**Task set**
**a.** Quote the passage of the wolfdog forum thread between "I give you my" and "(Dec 7, 2006)", inclusive.
**b.** Extend the forum thread about keeping a suspected wolf hybrid, picking up right after its final sentence.

**Text excerpt**
I give you my best wishes, good luck with the research, and by the way- Be it he's 90 or 10% wolf... He's gorgeous!


----------



## pamperedpups (Dec 7, 2006)

Looks a lot like a younger version of this Norwegian Elkhound mix I found Online:


----------



## nekomi (May 21, 2008)

OK, some more thoughts - 

-You need to find out if wolfdogs are legal where you live (this means state, county, AND city/township laws). If they are not legal, and he really is 50% or more, you will NOT be able to "hide" him from authorities. This will mean heartbreak for you, and a completely unfair ending for your baby. If they are not legal, be prepared to make hard decisions. If they are legal, then you still have some work ahead of you.

-You need to get started on making this guy a secure enclosure. I don't know how much land you live on, but he's going to need a secure place to run, play, and live... because there is very little chance that he will be able to make it as a housedog as he matures. Wolf hybrids of any significant content are usually happiest outdoors, and even if they can live in the house, they need a secure outdoor area for the times they can't be supervised, or when you just want to play and relax outside with him. "Secure" means 8 feet of heavy-duty chainlink or cattle panel fencing, with lean-ins, dig-guards, and/or hotwire to make it escape proof. Wolfdogs can jump over 6' fences with ease, dig under almost anything, and chew through fencing that is less than 9 guage (even that is debatable, as the other thread pointed out - you may need to go even stronger). Be prepared to spend $1000 or more to do this right.

**Data shown**
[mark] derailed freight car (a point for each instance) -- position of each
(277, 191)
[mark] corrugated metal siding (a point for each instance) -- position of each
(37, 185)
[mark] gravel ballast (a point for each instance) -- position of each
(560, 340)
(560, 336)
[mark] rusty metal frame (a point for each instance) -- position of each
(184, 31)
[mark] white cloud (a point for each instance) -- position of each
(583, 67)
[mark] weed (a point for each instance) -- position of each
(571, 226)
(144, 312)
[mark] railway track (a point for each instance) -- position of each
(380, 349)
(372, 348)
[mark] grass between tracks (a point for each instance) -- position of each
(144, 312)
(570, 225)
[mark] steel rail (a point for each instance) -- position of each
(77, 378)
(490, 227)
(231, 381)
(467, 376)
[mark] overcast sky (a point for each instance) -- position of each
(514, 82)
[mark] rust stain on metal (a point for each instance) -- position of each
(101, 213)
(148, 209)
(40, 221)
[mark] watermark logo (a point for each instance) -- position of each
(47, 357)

* * *

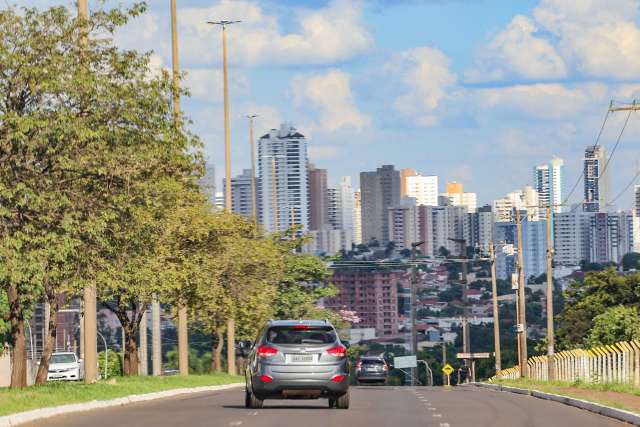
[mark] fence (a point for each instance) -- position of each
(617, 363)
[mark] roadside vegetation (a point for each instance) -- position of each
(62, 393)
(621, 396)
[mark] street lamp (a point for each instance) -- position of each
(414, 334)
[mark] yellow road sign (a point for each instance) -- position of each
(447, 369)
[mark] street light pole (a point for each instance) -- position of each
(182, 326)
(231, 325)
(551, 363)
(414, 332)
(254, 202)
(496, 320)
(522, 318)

---

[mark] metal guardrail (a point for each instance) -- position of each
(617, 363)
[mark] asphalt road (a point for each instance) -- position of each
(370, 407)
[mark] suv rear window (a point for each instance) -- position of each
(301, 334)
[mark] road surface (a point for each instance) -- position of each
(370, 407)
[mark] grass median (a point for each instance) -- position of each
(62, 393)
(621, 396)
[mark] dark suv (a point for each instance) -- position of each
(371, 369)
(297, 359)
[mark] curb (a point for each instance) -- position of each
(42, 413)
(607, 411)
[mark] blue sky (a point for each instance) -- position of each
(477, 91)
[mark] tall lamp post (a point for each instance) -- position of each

**Answer list**
**a.**
I give you my best wishes, good luck with the research, and by the way- Be it he's 90 or 10% wolf... He's gorgeous!


----------



## pamperedpups (Dec 7, 2006)

**b.**
-Start reading up on enrichment for wolfdogs kept outdoors. Chances are he will need a companion if he is kept outside for the majority of the time (I would say it is a necessity). Wolfdogs are hugely pack-driven and cannot tolerate a solitary lifestyle. Keep in mind that this companion does NOT have to be another wolfdog, and especially keep in mind that NOW is not the time to go buy another pup, but I'm just letting you know that if you didn't want 2 dogs, you are dealing with the wrong breed.  Read up on things like toys to put in the enclosure, games, seasonal things like watermelon and pumpkin to tear into. Start researching how to build an appropriate outdoor house for him (Nicole Wilde's books have a great "doghouse" design).

-Kibble is probably not going to be optimum for your pup - wolfdogs do best on a raw diet, or at the VERY least, high-quality grain free canned food. This can get expensive, especially as your guy grows. Be aware also that wolfdogs often have allergies to grain, especially wheat and soy, so read food labels carefully. (Low-contents can be the exception to the rule here.)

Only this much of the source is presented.